Jobs:
1 – Using the essay about eating meat, answer each question on its own line, marked (a), (b), and (c) in the same way.
(a) Which band sang the quoted lyrics, and in what year?
(b) What three things did the writer's teenage passion involve?
(c) How does the writer describe themselves in the present day?
2 – Carry the essay about eating meat forward from its final sentence.

Quoted passage:
(begin)

Meat: A Love Story
“. . . And the calf that you carve with a smile
Is MURDER
And the turkey you festively slice
Is MURDER
Do you know how animals die?”
So sang The Smiths back in 1985, inspiring a legion of teenage vegetarian-converts to verbally abuse their mother’s pot roast with Indie-pop stoked passion. A forward-thinking teenager at the time, I flirted briefly with the meat-free way of life myself, but it didn’t last long. (I had a passion of my own, and it involved the siren song of bacon and cheese and char-grilling.)
But these days, as a forward-thinking adult, I find myself again contemplating the vegetarian life. Not because of rousing, overwrought lyrics about “beautiful creatures” going under “screaming knives” to fill our kitchens with the smell of “sizzling blood and the unholy stench of murder” (gulp). This time, there’s something a little more sobering motivating my unease.

(end)

Supplied material:
(begin)

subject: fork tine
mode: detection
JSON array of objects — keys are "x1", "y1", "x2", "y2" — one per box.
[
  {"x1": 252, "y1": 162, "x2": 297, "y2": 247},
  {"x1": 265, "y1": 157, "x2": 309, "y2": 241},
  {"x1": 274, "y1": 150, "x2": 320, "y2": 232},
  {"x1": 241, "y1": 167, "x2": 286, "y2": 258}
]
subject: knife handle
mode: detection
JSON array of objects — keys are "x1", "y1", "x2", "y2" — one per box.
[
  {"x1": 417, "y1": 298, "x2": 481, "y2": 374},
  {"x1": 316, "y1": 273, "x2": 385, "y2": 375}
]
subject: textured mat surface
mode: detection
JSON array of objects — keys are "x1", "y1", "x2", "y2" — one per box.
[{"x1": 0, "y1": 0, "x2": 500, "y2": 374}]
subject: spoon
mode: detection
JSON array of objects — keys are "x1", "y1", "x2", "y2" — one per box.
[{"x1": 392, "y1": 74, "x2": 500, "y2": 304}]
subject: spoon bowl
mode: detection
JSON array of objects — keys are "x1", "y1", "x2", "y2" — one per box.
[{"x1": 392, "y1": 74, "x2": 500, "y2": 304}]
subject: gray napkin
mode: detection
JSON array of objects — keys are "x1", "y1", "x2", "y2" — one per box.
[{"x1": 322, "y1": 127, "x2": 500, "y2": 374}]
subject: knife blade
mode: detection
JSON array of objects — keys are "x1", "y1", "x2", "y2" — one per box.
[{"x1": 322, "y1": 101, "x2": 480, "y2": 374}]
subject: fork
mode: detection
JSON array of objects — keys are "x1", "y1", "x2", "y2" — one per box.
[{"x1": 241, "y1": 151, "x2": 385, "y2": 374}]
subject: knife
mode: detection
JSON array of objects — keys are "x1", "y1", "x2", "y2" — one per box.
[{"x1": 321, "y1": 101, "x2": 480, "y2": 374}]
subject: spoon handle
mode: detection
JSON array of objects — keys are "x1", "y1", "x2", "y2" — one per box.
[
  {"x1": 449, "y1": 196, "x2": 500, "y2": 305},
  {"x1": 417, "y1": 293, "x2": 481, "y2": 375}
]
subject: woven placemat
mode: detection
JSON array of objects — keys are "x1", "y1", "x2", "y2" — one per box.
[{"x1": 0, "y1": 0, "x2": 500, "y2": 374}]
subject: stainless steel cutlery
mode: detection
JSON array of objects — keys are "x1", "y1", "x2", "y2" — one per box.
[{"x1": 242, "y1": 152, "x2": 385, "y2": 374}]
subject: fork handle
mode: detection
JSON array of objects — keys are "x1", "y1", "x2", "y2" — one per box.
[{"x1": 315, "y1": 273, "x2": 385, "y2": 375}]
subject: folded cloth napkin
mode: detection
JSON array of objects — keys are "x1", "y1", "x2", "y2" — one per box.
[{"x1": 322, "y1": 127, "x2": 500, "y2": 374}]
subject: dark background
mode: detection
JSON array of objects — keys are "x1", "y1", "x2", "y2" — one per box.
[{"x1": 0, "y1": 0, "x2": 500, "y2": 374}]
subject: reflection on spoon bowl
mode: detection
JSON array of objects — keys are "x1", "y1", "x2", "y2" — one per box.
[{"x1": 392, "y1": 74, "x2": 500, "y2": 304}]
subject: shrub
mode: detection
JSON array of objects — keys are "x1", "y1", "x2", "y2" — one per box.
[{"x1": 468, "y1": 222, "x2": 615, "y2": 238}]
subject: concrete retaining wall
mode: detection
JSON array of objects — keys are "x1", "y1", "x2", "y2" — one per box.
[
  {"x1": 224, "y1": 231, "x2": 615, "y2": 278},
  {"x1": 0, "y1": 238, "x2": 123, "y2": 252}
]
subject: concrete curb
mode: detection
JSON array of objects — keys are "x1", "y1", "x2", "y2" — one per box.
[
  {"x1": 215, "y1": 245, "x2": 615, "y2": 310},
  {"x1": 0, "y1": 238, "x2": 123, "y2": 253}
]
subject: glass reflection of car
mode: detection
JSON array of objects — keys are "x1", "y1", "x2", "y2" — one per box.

(end)

Results by task:
1 –
(a) The Smiths, in 1985.
(b) Bacon, cheese, and char-grilling.
(c) As a forward-thinking adult.

2 –
Some time ago, shortly after midnight, I found myself in my garden, picking nocturnal slugs and bugs off my bush beans and basil plants and dropping - that is (cringe) drowning - them in a cup of soapy water. Honestly, I’m squeamish about killing anything. I don’t squish spiders I find in the house; I trap them in Dixie cups and send them back outside. But as much as I hate killing leaf-decimating insects, I hate having lost all seven of my basil plants even more.
This experience led me to think about the fact that this is really the closest I’ve ever come to killing anything for food. I’ve never even caught a fish worth keeping, let alone eating. And that being the case, I had to ask myself the hard question: If I had to kill a cow or a pig to eat its flesh, could I? And further, if I could not, should I rightfully be eating it? I mean, if the animal is making the supreme sacrifice, shouldn’t I be prepared to give a little something up too? Step outside my comfort zone and acknowledge that sacrifice with a sacrifice of my own? Tough questions.
In Meat: A Love Story, Susan Bourette asks herself essentially the same thing, whittling the question down to its core: “Isn’t there a way to have my meat and clear conscience too?” And she travels quite a path to find the answer.
She works undercover in the “by-products” department of a meatpacking plant, divesting pigs’ heads of their jowls. She embarks on a traditional whale hunt with Inupiat Alaskans. She dresses chickens in a New York butcher shop, makes sausage in Cajun country, and hunts moose in Canada. And, bless her, she eats things both cooked and raw that would probably make a hyena a bit dyspeptic.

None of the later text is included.